ЗАДАЧА - Напишите продолжение текста о репертуаре Александринского театра после Октября, начиная сразу за его последним предложением.

ФРАГМЕНТ ДОКУМЕНТА -
____

Здесь нет нужды особо рассматривать взгляды актера Аполлонского и его жены Аполлонской-Стравинской, актрисы, режиссера и теоретика театра, автора книги «Христианский театр» (Спб., 1914). Достаточно обозначить их именами крайний фланг тогдашнего александринского консерватизма.
Основная же часть труппы занимала промежуточные позиции, предпочитала выжидательную тактику. В таких постановках, как «Петр Хлебник», «Над землей», «Светлый бог», Александринский театр обращался не к революционному народу, а всего лишь к интеллигенции, к старой столичной интеллигенции без столицы. Но именно оттого, что он и сам был частью этой растерянной интеллигенции, его субъективные положительные намерения на первых порах не всегда совпадали с объективными итогами. Новый зритель видел его спектакли по-своему, иные корректировал, некоторые отбрасывал сходу.
Поддержку демократического зрителя встречали другие тенденции репертуарных поисков, тенденции, которые опирались на коренные основы реализма Александринского театра. Признание, получаемое у верховного судьи искусства — народа, давало и театру надежные ориентиры на трудном перегоне от прошлого к будущему. Понятно поэтому, отчего Луначарский приветствовал даже скромные сдвиги в репертуаре, которые уже сегодня, сейчас могли представить реальную культурно-просветительную ценность для масс.
Наркома обрадовала, например, историческая хроника П. П. Гнедича «Холопы», шедшая в театре еще с 21 декабря 1907 года, а 23 сентября 1918 года радикально возобновленная {48} под наблюдением автора без прежних цензурных изъятий. События разворачивались в царствование Павла I, когда холопством были придавлены все классы общества, от крепостных до князей. Рост недовольства, отблески вольнолюбивых идей Французской революции (эти мотивы до Октября вымарывались цензурой) вели к вспышке дворянской «фронды», ознаменованной цареубийством.

____

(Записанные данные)
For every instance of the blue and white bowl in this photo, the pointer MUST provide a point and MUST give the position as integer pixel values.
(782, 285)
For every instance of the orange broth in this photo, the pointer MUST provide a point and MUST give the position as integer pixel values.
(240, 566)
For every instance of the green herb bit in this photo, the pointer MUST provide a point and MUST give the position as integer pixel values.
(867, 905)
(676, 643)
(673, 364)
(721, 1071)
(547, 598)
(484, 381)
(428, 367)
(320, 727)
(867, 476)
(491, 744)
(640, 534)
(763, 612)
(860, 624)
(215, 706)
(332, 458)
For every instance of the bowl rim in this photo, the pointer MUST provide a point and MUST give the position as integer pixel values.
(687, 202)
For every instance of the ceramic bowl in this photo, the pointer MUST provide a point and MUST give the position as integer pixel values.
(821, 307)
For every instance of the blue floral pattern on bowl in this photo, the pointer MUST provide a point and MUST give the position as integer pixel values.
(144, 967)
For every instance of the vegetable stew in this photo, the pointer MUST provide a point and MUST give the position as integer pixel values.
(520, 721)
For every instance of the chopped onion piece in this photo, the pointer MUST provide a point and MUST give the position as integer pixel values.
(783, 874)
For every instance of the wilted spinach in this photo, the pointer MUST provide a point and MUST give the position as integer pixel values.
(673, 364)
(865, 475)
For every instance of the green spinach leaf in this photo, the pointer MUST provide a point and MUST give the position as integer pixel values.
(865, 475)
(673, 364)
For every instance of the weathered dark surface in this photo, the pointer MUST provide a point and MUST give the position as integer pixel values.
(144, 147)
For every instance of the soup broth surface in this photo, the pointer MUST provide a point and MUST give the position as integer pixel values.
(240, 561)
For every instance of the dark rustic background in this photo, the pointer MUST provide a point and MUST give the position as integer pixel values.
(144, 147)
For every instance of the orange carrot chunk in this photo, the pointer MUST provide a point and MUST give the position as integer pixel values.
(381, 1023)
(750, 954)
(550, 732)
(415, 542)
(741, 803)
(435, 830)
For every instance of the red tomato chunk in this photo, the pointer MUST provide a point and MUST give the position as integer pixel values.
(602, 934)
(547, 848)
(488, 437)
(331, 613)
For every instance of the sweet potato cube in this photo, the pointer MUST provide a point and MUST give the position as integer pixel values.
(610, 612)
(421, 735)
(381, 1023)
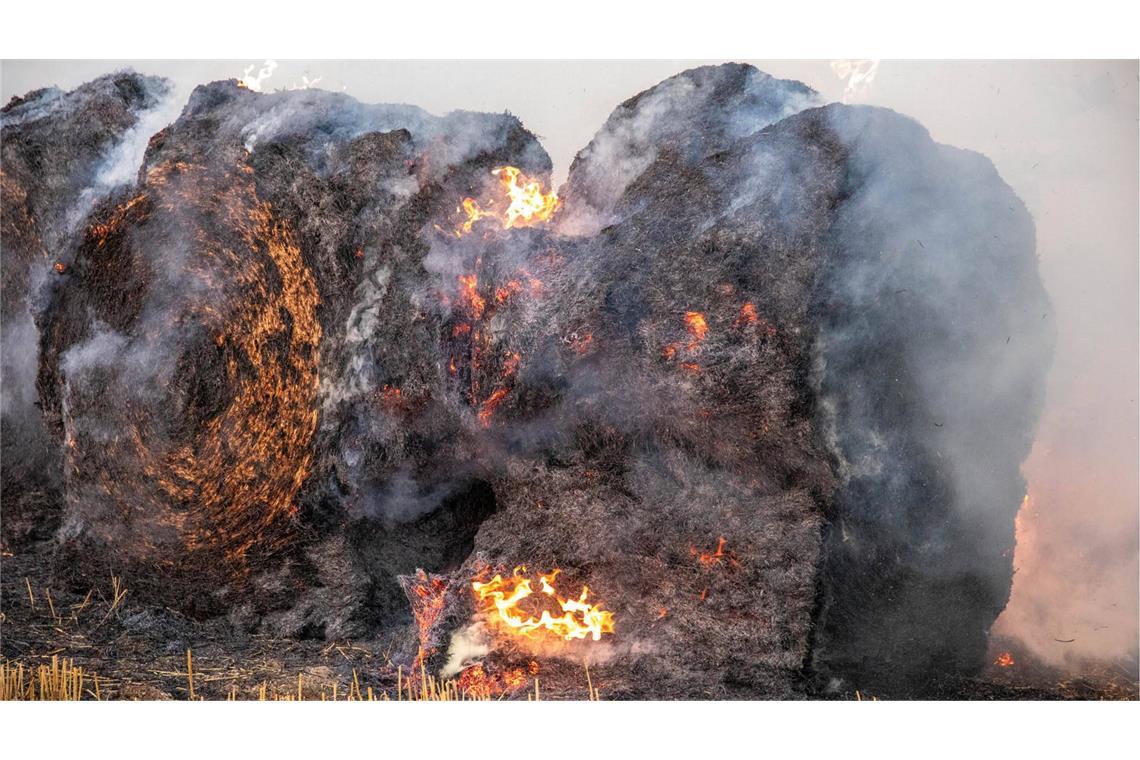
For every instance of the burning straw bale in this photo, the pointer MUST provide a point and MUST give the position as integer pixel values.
(326, 364)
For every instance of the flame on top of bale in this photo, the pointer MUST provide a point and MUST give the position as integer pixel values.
(522, 203)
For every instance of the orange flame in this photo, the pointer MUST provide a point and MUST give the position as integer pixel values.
(526, 203)
(747, 316)
(698, 328)
(709, 558)
(502, 597)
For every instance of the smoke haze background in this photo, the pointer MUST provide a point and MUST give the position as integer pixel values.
(1064, 135)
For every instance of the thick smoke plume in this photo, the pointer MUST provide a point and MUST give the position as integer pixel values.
(772, 368)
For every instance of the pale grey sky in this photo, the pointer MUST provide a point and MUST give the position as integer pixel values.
(1063, 133)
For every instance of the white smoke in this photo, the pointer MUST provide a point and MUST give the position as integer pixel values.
(121, 164)
(254, 81)
(857, 73)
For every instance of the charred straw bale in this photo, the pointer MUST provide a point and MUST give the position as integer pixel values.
(764, 384)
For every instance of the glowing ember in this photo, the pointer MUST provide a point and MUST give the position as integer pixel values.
(698, 328)
(426, 594)
(502, 601)
(526, 203)
(488, 408)
(709, 558)
(475, 680)
(747, 316)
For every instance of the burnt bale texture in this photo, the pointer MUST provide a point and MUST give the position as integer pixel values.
(55, 149)
(763, 383)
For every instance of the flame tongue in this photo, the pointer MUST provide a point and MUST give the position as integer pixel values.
(578, 619)
(522, 196)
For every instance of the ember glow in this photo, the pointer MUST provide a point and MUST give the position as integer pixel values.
(698, 328)
(575, 619)
(716, 556)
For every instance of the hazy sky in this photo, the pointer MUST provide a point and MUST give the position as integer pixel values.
(1063, 133)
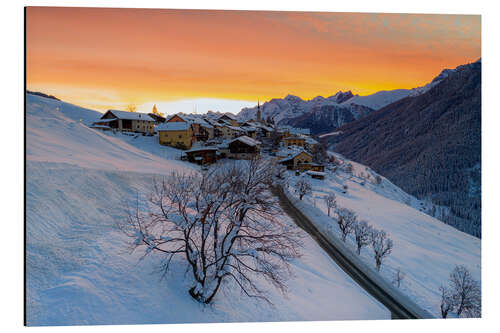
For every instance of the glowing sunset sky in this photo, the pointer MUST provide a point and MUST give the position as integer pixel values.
(108, 58)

____

РЕЗУЛЬТАТ -
Содержание пьесы рождало в зале сочувственный отклик. Тема по-своему была близка и актерам: среди участников были вчерашние «фрондеры», рядом с Мичуриной, Корчагиной-Александровской, Ураловым играли бывшие «непримиримые» Васильева, Потоцкая, Ге. Объективное звучание «Холопов» свидетельствовало о сдвигах в сознании исполнителей. Луначарский рассказывал труппе после премьеры, что смотрел спектакль вместе с двумя «сознательно революционными рабочими. Они остались в восхищении от театра, они говорили: как можно допустить, чтобы до сих пор не показывали этого рабочим! Они были, повторяю, в каком-то бешеном восторге, и не проходит дня, чтобы они не обращались ко мне с просьбой — покажите “Холопы” нашим товарищам». Луначарский добавлял, что теперь он гордится театром и его «добрыми намерениями обслуживать народ»1. Спустя неделю он высказал эти мысли в печати2. Ободренный успехом, театр в том же октябре показал в постановке Смолича продолжение «Холопов» — историческую хронику «Декабрист», прежде не исполнявшуюся. В ближайшие сезоны обе хроники, особенно первая, шли чаще других пьес. (Последнее представление «Холопов» состоялось 28 марта 1926 года).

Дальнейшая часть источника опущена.